▸ What to do
Please use the passage below to say how many hours a week it says corporate people work in an office.

It was the last day in Turkey, and tomorrow the new everyday working life is about to begin. It still fascinates me how corporate people are used to this: you work 40 hours a week in an office for the whole year to enjoy two weeks of obsessive relaxation twice a year. A fair trade-off, isn’t it? As a former freelancer who had no place-bonded limitations, I’m still getting used to this concept. I hope, time will help. I’ve grown to miss my 9-5 job in just two weeks of vacation, seems like I’m on the right track.
So, this week I’ve been thinking about creativity, and it happened to be a lot. Over the last year, I’ve realized that there’s nothing more important for me than art and writing. I believe that creative processes are extremely important since our soul realizes itself in the world through them. Through creative activities, we connect with the essence of being, and for me, that is the priority. I’ve been thinking about how creativity, creation and art itself speak from our deepest selves, how it highlights aspects that are the most important for us, and how it helps us to work our wounds through and heal ourselves. I’ve been thinking about the way it all interconnects inside of us to later manifest itself in the world. It led me to a few minor conclusions:
1. There are no talents.
I believe talents were invented to justify inactivity and poor self-esteem, to excuse not believing in oneself. I’ve been there: you get an idea, you start developing it, and with the very first obstacle, you realize that it’s all faulty because you are lacking this magical thing, a talent. Guess it’s time to quit everything and forget you’ve ever tried the thing.

Object position labeling items:
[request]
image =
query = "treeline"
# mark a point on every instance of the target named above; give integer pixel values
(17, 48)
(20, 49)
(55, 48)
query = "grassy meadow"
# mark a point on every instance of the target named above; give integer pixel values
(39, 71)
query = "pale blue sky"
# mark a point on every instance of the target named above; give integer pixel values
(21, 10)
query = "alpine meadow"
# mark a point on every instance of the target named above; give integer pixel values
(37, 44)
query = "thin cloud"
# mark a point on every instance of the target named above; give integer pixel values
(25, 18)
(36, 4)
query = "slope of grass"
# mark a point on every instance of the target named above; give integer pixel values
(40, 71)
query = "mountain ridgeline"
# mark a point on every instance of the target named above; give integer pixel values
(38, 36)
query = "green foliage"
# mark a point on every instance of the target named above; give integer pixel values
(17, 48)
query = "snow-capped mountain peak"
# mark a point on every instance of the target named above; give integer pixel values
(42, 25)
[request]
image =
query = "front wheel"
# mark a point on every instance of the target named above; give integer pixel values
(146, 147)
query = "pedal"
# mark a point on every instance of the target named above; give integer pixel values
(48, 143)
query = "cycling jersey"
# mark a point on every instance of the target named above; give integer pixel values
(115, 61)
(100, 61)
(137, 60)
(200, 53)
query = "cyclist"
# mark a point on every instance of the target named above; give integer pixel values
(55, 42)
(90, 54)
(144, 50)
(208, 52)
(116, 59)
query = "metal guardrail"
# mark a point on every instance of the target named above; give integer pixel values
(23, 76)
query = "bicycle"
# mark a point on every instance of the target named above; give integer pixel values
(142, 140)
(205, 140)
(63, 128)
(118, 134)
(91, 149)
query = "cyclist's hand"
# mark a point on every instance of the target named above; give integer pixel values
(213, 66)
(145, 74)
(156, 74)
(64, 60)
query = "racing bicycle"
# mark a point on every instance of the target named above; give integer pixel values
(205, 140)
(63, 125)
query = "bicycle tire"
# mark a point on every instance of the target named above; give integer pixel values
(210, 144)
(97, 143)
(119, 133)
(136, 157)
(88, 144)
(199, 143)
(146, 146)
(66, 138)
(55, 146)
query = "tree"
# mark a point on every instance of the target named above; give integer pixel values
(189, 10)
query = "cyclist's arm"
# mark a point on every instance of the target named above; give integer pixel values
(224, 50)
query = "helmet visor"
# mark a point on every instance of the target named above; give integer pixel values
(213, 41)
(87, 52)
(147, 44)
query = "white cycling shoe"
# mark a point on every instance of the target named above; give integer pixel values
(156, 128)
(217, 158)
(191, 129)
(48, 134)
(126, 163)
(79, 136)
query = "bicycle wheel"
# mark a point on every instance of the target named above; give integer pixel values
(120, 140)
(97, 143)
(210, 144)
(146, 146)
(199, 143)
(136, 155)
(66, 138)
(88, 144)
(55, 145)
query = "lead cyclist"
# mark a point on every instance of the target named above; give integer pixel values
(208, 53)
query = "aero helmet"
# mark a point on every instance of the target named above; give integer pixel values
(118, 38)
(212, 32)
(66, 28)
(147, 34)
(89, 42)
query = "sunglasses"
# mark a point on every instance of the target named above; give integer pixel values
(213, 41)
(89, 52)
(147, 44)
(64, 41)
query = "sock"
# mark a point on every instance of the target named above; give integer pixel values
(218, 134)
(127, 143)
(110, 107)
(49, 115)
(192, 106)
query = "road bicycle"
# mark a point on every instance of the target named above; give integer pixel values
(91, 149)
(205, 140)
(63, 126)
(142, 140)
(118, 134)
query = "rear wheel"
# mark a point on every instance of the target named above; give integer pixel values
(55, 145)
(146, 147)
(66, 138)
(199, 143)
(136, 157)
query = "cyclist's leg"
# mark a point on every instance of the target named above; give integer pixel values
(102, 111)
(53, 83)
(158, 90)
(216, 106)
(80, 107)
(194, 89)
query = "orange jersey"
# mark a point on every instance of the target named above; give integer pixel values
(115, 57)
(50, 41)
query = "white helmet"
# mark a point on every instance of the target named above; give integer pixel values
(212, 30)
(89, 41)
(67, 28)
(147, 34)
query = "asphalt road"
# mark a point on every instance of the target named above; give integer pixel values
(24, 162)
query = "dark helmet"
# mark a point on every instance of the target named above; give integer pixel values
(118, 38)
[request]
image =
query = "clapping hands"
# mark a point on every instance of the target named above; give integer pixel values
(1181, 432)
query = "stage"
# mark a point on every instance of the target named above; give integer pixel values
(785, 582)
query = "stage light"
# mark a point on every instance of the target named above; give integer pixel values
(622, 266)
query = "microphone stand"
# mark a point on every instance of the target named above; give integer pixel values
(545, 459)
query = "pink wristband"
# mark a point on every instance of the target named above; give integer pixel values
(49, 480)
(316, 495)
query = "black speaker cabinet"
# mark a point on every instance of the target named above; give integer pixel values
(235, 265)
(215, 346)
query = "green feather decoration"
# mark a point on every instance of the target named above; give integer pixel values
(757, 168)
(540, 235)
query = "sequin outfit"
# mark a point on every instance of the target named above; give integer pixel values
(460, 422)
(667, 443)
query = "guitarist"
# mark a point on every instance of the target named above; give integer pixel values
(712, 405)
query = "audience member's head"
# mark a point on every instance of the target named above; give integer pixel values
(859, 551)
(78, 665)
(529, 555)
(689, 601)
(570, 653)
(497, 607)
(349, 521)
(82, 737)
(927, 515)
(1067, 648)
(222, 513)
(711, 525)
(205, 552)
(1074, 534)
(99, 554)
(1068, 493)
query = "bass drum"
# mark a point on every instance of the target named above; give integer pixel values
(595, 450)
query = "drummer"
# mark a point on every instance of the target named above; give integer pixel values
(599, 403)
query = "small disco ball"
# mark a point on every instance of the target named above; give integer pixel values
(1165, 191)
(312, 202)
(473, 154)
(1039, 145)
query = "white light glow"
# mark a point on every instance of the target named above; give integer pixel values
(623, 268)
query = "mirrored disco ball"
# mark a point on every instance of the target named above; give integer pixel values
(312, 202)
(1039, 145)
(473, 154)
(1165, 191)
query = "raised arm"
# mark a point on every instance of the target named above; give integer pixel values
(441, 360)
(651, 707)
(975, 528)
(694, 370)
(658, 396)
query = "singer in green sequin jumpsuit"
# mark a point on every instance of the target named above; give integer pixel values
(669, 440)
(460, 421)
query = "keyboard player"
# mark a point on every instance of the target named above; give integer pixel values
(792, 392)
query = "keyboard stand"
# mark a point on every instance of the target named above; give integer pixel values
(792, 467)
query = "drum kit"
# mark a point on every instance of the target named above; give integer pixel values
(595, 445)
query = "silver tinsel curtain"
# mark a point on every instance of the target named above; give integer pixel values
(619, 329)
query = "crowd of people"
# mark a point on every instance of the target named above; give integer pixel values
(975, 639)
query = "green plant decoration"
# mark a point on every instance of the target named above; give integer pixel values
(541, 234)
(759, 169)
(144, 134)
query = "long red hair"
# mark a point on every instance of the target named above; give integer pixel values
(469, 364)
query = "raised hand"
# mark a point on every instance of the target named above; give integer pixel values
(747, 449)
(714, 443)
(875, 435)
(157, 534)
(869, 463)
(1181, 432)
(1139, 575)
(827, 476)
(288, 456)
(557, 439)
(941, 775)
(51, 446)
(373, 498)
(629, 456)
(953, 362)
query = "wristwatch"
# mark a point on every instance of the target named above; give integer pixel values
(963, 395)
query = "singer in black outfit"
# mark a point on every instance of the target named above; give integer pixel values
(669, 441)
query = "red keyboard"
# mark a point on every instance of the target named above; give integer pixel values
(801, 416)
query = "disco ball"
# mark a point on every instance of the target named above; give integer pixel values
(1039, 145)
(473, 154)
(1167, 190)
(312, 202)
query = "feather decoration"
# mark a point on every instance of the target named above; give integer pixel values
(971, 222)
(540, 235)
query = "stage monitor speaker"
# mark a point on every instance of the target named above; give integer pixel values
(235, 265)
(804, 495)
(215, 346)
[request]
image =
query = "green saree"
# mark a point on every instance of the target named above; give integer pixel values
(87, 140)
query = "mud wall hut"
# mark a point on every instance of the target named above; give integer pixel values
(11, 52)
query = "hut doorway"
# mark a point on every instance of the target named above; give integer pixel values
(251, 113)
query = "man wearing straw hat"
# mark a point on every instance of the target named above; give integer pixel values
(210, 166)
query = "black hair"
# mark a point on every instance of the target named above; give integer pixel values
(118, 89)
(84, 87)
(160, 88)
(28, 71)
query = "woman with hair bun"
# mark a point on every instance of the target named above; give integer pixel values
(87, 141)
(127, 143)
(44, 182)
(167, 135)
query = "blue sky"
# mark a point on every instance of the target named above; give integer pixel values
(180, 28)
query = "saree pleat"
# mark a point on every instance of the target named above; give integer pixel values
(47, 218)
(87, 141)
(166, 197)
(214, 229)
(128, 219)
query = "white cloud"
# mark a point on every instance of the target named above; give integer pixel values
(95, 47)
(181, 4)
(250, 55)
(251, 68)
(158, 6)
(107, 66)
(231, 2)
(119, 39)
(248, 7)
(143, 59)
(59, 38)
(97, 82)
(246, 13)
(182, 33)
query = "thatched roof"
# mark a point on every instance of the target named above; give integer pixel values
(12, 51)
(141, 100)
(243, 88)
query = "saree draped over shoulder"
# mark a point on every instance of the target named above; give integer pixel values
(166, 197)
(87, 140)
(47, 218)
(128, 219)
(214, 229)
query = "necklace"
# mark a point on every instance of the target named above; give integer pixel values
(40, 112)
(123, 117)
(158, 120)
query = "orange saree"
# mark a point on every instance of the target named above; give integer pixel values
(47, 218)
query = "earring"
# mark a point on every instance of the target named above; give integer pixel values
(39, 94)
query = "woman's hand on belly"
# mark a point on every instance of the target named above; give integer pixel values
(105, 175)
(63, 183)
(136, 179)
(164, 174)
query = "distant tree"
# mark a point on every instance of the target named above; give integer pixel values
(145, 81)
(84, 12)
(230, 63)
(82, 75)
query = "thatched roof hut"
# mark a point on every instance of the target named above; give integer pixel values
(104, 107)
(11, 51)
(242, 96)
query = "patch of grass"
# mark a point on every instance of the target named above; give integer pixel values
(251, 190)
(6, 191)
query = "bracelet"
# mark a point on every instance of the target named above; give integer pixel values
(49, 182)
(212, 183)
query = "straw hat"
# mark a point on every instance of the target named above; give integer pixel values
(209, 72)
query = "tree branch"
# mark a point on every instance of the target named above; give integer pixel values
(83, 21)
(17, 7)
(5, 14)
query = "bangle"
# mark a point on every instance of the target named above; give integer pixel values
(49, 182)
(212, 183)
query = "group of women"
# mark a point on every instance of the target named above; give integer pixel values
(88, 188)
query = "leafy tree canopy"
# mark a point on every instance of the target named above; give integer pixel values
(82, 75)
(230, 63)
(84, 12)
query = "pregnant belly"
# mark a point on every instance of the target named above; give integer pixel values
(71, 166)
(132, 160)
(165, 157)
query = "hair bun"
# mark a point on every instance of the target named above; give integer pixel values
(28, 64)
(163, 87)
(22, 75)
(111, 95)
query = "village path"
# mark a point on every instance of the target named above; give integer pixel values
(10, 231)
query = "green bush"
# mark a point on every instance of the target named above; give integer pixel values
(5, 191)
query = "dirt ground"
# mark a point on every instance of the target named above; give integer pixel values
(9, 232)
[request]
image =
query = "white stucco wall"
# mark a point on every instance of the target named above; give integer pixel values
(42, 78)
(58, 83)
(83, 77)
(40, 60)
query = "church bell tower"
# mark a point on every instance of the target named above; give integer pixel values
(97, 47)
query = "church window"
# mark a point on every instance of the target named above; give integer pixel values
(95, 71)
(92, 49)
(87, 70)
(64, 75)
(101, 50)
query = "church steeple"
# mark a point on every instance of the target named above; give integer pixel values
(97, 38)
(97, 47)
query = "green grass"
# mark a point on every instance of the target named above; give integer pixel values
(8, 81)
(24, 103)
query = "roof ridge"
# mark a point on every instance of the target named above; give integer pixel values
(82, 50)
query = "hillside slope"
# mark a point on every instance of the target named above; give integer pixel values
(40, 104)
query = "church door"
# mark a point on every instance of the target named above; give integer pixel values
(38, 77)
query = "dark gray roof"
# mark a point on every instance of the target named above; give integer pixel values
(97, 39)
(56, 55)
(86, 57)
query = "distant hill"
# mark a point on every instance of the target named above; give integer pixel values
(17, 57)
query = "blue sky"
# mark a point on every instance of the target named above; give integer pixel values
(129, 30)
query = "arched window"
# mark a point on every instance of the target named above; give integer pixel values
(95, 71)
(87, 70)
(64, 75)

▸ Exercise solution
40 hours a week.